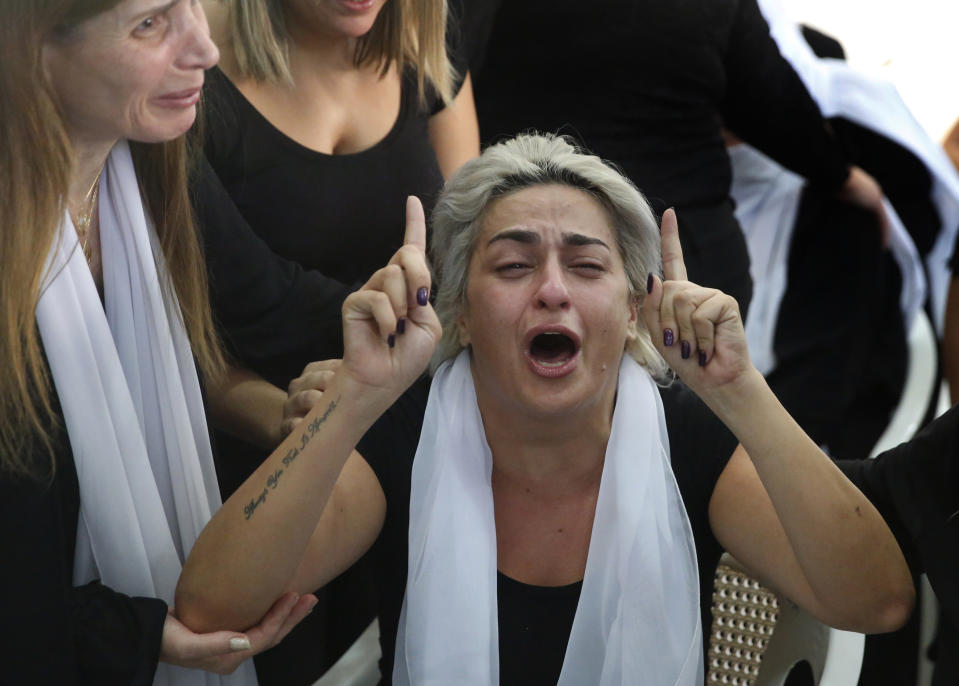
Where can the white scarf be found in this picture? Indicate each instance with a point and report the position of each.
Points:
————
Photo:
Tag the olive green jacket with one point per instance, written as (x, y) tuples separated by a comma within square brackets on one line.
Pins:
————
Wherever a line of the data above contains "with", copy that line.

• Solution to the problem:
Where can the white scarf be found in this picture? Indicate each instance with a point and report the position of each.
Tag the olive green jacket with one point per instance, written as (x, y) tuples separated by a comma within square brackets on one line.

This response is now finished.